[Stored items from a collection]
_ _ _
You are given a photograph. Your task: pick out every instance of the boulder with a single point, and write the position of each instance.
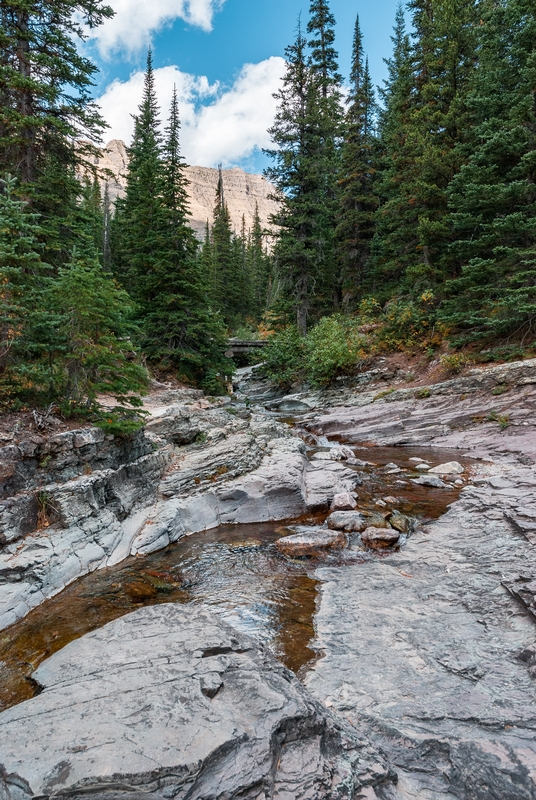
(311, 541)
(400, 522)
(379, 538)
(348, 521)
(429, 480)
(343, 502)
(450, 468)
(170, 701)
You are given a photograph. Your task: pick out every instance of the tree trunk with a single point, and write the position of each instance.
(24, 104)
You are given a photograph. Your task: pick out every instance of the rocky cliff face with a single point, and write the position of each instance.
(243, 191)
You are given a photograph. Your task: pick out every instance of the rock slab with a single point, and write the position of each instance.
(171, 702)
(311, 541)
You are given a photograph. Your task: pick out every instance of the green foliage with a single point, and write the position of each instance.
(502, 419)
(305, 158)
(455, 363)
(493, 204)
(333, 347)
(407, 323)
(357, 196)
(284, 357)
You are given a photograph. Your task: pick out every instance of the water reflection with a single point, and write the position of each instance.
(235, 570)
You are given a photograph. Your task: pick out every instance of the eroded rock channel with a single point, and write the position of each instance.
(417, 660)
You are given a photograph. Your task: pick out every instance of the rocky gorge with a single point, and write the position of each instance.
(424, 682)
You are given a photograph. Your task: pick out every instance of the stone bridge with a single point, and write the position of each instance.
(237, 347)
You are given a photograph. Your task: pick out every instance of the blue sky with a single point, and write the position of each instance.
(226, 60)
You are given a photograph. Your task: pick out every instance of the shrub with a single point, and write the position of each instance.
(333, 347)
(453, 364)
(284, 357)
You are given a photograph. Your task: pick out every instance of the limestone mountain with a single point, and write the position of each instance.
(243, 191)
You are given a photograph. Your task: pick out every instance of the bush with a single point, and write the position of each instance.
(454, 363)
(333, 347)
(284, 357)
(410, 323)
_ _ _
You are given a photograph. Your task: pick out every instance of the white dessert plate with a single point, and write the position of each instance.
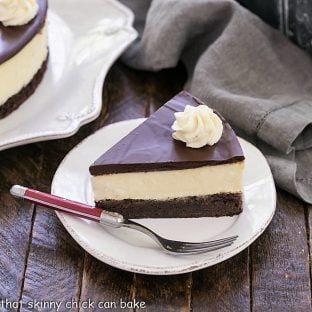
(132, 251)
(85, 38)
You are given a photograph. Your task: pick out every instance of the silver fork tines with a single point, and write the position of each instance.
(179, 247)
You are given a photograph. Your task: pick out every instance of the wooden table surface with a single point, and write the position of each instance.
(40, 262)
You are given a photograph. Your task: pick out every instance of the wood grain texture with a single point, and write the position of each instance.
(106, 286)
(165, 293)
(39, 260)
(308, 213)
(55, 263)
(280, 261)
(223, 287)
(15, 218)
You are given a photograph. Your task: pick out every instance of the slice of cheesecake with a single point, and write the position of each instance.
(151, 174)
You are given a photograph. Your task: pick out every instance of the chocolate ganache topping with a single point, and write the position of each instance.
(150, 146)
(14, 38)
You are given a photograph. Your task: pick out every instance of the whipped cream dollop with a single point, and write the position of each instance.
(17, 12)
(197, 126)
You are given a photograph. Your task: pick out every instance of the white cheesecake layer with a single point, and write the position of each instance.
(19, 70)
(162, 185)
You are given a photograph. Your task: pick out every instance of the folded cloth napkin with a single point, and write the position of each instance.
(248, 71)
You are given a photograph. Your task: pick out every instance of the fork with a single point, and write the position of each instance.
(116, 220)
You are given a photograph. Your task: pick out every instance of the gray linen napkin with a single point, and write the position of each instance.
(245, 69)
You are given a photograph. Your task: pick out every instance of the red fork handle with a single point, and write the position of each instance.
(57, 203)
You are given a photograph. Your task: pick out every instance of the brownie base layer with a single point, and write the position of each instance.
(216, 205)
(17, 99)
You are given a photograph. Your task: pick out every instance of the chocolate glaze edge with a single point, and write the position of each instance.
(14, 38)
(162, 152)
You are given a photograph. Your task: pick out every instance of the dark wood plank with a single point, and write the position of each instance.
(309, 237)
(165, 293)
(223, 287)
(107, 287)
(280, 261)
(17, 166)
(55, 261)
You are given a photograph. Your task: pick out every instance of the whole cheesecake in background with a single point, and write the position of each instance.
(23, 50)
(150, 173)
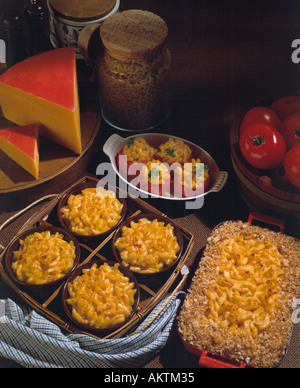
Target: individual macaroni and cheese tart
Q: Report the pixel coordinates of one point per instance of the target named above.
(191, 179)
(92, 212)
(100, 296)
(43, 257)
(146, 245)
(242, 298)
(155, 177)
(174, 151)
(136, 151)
_ _ _
▶ AIM OF THE TASK
Output only the lines above from the line that holds "of the brownie" through the line that holds "Target: individual macaroni and cheese tart", both ends included, and exclude pictures.

▶ SOLUTION FOR THIS TASK
You are given a photograph. Your task: pick out every instance of the brownie base layer with a single point, and write the position of each instance.
(216, 205)
(17, 99)
You are given a photograph. Your task: pick out every instance of the chocolate glaze edge with a single point, and write the position of each instance.
(14, 38)
(162, 152)
You are given a photograph. Your task: pick out every instance of the dark wood plank with a single point, and write the position of each instance.
(309, 237)
(165, 293)
(223, 287)
(107, 287)
(280, 261)
(17, 166)
(55, 261)
You are given a photograph. Your task: pick out every instance of the whole cheesecake in background with a single point, and write the position of each instance.
(23, 50)
(150, 173)
Target: individual macaroni and cheese tart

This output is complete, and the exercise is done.